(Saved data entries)

---

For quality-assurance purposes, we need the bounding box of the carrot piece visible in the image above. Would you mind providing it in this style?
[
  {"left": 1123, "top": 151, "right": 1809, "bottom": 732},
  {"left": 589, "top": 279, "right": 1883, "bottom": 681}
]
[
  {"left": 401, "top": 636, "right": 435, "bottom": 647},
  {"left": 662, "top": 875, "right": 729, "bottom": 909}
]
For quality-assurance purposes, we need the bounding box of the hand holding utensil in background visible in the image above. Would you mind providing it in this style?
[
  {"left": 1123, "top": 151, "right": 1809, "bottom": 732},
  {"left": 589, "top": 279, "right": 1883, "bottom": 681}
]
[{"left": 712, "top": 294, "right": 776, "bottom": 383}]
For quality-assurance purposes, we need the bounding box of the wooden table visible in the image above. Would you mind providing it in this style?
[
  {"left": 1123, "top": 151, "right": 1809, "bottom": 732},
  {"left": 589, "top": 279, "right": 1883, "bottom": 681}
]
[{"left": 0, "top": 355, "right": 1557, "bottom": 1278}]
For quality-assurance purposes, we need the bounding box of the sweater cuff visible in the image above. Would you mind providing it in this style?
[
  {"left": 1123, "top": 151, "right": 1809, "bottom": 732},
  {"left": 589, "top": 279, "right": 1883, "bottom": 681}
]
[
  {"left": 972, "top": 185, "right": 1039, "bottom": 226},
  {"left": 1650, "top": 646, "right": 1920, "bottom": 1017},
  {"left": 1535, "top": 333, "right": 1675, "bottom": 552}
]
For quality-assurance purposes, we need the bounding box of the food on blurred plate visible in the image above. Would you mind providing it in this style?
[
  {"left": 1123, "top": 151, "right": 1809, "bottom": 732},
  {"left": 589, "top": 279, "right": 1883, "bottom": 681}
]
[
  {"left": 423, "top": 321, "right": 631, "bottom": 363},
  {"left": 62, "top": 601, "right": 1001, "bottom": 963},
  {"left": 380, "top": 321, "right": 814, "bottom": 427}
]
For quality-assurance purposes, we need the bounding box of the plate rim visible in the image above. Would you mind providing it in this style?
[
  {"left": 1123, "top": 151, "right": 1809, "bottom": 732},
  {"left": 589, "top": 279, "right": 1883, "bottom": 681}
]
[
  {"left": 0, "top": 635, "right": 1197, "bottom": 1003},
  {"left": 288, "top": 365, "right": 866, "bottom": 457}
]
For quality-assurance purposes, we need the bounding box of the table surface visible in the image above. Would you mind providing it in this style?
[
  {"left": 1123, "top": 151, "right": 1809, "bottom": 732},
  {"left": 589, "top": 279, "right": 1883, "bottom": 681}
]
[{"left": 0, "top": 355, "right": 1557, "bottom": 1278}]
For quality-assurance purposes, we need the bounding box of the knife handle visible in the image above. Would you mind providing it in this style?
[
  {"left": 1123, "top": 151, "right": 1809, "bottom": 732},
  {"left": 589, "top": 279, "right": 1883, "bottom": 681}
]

---

» **Assignment**: Each line from the one that holds "of the knife" to the end of the records above should be transcribed exactly, both ends included.

» **Task result**:
For quality-assurance purposes, we need the bounding box of the knife handle visible in the image above. Would you mind providing it in this style?
[
  {"left": 1123, "top": 151, "right": 1809, "bottom": 732},
  {"left": 589, "top": 279, "right": 1883, "bottom": 681}
]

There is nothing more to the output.